Taking the material as a whole, state how many of its lines contain "below". Write the number and nothing more.

● ● ● ●

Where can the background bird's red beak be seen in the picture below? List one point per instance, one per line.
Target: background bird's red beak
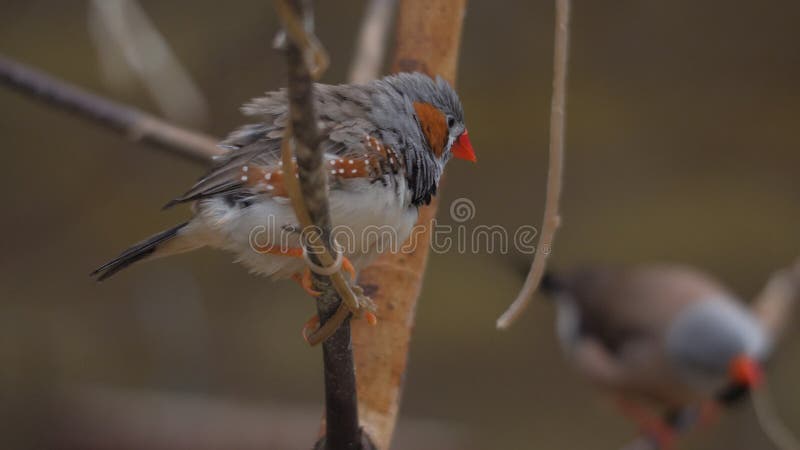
(462, 148)
(744, 370)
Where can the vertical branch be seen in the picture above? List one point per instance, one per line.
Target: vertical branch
(136, 125)
(428, 38)
(551, 219)
(310, 202)
(371, 44)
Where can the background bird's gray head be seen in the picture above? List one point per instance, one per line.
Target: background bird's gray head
(716, 345)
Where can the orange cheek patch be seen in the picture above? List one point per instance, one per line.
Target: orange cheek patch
(434, 126)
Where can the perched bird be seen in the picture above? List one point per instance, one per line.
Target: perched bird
(659, 338)
(385, 145)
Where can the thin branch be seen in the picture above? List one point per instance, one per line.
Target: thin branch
(428, 39)
(371, 44)
(778, 300)
(132, 123)
(130, 48)
(310, 201)
(551, 219)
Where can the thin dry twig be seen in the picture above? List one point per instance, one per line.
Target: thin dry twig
(551, 219)
(371, 43)
(309, 194)
(775, 304)
(132, 123)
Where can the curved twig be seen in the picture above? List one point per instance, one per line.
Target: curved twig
(551, 219)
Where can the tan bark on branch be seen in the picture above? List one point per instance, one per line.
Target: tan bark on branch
(428, 38)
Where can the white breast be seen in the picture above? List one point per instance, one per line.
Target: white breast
(368, 219)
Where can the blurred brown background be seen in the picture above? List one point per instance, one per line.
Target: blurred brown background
(682, 146)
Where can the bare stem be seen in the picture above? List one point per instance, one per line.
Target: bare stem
(551, 219)
(310, 200)
(134, 124)
(371, 44)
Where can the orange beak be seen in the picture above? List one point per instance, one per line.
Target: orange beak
(745, 371)
(462, 148)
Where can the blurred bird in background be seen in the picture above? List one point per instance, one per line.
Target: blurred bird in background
(668, 342)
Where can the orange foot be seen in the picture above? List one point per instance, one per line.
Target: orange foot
(650, 425)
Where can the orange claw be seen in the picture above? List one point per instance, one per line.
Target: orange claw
(348, 267)
(650, 425)
(304, 281)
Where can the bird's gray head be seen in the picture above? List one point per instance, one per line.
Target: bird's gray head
(717, 345)
(435, 133)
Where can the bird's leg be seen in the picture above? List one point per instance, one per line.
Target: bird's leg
(649, 423)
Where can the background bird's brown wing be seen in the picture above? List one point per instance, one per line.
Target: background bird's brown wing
(617, 305)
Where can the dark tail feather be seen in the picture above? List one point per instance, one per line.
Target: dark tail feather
(137, 252)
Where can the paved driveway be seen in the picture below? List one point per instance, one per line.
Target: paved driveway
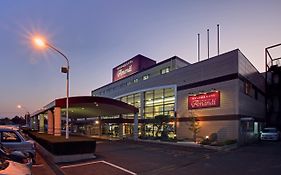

● ● ● ●

# [Result for this exercise]
2